What needs to be done:
Gather all lines in the data that hold the string "dark".

Dataset entries:
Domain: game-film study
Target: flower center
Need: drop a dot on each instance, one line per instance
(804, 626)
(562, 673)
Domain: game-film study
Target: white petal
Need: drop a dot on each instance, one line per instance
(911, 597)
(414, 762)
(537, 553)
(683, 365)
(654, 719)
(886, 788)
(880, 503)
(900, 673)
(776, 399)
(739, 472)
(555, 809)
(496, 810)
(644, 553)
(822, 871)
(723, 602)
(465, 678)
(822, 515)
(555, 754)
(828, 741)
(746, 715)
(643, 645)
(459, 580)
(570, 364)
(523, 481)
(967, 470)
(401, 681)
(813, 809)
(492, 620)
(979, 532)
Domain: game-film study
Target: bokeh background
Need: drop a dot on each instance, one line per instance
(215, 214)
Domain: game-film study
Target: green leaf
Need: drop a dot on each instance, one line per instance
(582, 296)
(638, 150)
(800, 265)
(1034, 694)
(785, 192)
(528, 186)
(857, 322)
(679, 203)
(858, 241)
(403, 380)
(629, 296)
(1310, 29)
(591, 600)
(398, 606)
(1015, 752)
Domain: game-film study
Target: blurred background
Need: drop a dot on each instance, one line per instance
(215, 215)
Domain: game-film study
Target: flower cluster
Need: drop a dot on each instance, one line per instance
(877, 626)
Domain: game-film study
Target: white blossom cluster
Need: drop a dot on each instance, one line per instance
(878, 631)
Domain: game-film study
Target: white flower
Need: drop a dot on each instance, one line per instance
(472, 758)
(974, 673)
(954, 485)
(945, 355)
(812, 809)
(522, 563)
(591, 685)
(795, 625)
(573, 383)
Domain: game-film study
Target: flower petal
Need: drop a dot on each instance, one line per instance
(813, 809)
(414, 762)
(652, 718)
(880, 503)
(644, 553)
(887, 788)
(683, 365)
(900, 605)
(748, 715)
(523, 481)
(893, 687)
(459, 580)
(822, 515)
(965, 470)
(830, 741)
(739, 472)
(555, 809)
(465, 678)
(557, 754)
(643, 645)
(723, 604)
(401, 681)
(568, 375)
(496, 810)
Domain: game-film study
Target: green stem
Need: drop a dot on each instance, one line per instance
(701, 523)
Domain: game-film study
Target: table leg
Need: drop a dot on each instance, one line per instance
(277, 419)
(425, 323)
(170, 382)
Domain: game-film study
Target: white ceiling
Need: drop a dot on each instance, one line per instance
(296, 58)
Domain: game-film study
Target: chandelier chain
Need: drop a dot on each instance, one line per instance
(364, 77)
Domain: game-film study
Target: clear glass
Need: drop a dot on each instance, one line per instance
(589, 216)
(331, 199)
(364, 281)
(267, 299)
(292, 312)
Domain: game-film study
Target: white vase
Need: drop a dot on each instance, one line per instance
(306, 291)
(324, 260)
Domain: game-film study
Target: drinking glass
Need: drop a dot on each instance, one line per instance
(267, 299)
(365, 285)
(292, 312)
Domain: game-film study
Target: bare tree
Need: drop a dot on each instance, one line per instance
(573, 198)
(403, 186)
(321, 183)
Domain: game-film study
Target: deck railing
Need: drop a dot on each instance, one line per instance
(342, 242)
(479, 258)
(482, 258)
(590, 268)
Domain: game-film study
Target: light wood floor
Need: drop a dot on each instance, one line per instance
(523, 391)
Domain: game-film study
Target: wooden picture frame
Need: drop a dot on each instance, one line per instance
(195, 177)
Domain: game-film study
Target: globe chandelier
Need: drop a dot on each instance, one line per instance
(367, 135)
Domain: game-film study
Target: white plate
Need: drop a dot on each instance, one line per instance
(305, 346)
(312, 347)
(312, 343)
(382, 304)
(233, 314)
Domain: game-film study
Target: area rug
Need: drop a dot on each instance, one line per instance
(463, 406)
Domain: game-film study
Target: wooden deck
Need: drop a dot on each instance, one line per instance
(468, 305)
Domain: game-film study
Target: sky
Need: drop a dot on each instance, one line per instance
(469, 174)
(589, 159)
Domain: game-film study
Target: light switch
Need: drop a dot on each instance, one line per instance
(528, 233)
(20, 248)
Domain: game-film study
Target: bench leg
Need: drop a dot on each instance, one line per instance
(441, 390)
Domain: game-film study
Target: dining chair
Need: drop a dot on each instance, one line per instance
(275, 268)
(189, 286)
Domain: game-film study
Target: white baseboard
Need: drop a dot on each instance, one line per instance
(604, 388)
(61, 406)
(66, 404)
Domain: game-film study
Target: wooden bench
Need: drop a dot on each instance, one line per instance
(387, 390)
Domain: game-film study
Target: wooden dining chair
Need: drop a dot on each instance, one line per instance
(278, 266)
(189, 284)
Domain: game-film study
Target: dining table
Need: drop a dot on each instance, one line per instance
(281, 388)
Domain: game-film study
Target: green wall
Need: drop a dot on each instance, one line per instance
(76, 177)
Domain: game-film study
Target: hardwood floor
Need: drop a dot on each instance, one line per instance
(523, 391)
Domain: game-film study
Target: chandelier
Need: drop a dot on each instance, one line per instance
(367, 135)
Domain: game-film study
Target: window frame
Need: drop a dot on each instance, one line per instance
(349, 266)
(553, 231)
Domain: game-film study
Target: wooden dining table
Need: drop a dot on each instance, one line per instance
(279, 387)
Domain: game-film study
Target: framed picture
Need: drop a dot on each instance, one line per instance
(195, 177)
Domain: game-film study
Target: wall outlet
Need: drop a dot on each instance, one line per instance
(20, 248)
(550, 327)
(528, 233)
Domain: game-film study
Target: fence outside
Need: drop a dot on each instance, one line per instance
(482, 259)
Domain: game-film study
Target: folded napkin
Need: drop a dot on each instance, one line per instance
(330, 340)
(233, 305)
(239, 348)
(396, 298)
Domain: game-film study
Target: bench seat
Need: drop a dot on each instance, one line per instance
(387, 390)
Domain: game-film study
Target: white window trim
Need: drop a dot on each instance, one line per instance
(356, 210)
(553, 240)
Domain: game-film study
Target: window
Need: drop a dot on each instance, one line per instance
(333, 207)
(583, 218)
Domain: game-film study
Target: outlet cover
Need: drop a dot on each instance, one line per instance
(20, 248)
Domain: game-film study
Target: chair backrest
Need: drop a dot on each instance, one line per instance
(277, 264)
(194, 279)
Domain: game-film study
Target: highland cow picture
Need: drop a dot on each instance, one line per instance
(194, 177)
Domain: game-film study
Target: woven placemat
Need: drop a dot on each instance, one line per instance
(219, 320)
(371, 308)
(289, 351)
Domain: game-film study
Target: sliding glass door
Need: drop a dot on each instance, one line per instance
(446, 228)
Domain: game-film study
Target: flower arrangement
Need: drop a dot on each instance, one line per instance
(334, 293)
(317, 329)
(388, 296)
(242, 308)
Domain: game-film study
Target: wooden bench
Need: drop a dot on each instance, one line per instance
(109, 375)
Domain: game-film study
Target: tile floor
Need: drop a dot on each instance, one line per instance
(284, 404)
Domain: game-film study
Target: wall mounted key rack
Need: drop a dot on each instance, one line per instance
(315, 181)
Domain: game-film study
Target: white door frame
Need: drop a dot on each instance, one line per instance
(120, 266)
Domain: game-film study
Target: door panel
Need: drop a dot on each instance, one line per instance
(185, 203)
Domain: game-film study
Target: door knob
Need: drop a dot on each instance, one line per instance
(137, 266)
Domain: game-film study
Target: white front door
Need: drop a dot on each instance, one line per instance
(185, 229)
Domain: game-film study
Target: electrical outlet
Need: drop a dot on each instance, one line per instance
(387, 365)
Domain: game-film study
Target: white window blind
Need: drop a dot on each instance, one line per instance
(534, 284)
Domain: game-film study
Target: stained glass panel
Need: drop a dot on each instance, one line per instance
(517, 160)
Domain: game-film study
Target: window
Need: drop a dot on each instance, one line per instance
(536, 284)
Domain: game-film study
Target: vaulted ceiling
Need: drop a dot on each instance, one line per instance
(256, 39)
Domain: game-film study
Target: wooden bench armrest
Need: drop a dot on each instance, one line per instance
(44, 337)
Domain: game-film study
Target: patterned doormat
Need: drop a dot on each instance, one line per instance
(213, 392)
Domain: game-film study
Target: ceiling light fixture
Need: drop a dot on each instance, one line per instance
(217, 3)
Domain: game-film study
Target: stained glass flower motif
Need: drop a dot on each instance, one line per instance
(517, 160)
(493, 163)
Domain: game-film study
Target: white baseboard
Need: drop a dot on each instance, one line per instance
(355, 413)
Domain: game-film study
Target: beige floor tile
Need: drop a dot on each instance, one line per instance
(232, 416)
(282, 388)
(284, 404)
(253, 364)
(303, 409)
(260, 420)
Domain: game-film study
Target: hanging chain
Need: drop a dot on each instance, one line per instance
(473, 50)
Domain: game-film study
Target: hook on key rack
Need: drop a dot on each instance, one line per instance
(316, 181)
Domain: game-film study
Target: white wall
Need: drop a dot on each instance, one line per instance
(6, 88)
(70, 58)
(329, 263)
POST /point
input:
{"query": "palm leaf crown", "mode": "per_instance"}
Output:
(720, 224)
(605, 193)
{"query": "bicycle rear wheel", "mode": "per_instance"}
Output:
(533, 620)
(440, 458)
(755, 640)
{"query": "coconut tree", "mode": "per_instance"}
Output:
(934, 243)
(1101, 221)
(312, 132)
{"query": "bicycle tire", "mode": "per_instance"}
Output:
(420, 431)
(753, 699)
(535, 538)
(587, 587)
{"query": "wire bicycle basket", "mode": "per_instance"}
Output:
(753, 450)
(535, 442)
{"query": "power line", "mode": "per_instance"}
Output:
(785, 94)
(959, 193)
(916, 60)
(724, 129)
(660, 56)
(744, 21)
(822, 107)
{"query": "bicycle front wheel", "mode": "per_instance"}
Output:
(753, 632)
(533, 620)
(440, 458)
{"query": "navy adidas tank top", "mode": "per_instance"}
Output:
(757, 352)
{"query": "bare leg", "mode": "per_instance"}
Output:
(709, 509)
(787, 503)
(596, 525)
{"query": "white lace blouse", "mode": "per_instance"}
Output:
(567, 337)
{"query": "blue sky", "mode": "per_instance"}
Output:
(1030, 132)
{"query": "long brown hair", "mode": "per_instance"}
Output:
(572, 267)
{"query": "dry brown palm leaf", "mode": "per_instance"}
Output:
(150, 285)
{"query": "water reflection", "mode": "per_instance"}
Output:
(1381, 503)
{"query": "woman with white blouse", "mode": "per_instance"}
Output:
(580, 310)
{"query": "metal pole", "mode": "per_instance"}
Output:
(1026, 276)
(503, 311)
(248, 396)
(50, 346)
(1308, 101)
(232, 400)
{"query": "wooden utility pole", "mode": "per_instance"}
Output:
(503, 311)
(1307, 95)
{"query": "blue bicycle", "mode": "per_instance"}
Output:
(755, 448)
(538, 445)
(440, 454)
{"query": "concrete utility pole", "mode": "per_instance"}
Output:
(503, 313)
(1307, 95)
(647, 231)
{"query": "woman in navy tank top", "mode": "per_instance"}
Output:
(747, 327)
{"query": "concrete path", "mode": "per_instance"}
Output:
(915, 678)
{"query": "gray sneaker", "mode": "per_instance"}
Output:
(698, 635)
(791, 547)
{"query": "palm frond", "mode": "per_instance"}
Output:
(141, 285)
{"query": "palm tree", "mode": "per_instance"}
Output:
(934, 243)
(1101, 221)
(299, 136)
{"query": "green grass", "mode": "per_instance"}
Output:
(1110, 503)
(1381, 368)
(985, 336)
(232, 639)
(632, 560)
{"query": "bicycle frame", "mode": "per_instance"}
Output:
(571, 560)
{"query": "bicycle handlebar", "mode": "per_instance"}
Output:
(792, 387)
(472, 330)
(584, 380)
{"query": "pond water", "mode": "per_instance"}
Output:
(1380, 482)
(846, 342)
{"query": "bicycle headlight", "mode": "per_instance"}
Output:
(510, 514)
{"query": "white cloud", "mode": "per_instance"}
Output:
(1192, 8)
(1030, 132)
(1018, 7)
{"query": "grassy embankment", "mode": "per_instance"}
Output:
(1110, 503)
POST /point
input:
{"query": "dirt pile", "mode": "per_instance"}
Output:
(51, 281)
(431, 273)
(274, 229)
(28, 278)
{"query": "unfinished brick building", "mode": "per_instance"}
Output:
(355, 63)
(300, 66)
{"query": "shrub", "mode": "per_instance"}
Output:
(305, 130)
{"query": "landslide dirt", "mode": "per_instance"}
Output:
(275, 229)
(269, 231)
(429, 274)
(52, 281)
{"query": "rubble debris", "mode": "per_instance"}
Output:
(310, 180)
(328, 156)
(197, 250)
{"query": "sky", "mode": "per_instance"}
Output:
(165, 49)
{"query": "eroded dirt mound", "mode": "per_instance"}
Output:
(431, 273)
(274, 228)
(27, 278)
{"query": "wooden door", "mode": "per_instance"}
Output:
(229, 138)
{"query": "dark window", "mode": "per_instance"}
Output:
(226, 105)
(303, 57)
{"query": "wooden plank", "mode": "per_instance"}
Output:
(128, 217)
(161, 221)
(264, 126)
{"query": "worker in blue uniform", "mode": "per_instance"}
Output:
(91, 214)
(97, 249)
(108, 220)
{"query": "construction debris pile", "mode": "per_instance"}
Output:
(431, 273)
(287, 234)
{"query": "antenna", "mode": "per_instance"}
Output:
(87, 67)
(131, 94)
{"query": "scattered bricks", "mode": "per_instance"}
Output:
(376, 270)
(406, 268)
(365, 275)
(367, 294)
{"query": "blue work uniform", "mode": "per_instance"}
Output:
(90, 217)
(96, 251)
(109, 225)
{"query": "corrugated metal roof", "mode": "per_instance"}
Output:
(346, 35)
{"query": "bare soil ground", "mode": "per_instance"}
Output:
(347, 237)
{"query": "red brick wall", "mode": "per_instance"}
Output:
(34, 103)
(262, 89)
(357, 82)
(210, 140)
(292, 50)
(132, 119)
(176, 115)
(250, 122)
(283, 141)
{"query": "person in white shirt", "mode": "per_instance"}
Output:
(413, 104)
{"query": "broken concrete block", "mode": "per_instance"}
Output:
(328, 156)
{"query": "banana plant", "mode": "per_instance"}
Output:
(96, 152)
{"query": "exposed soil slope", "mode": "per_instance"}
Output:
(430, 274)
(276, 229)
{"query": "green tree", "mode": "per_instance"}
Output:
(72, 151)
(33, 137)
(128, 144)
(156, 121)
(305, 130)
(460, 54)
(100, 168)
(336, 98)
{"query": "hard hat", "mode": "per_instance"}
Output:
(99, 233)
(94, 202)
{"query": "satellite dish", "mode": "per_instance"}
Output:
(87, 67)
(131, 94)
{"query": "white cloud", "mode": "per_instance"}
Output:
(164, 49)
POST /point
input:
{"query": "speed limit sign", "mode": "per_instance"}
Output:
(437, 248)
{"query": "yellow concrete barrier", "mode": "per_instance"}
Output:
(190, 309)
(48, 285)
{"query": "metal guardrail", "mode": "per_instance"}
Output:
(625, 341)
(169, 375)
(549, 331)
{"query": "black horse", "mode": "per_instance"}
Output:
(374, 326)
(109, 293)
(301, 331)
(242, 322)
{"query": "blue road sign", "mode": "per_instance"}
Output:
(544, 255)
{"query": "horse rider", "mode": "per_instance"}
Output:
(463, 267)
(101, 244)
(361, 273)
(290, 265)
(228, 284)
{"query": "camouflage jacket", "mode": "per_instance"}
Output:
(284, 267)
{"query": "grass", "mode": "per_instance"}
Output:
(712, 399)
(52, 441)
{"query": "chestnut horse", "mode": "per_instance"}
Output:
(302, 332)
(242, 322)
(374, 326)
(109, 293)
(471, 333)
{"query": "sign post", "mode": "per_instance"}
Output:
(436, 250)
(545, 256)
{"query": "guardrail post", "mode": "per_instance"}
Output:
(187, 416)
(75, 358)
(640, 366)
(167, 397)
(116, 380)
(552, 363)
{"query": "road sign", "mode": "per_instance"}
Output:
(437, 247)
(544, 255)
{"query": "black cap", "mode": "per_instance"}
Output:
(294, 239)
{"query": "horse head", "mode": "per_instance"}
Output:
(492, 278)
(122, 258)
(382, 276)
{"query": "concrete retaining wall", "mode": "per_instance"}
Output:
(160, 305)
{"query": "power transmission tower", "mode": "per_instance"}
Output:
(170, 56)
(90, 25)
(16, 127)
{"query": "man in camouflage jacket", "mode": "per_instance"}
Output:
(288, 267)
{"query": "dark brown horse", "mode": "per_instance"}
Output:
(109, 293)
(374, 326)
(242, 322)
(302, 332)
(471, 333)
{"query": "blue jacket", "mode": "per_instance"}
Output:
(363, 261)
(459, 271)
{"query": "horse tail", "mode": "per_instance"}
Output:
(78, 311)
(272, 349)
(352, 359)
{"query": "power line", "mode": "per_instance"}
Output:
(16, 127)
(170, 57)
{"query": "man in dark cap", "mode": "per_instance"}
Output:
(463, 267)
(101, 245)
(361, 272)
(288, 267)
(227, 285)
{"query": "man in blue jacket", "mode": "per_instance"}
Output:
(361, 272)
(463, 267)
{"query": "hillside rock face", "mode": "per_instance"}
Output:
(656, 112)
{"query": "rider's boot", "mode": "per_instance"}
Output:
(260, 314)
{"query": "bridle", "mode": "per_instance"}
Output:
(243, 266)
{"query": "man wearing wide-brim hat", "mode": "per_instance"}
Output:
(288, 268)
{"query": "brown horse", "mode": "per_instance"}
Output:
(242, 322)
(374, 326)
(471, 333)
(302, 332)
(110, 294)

Task result:
{"query": "dark window", "mode": "per_instance"}
{"query": "dark brown horse", "mode": "per_instance"}
{"query": "man in dark cap", "mode": "per_instance"}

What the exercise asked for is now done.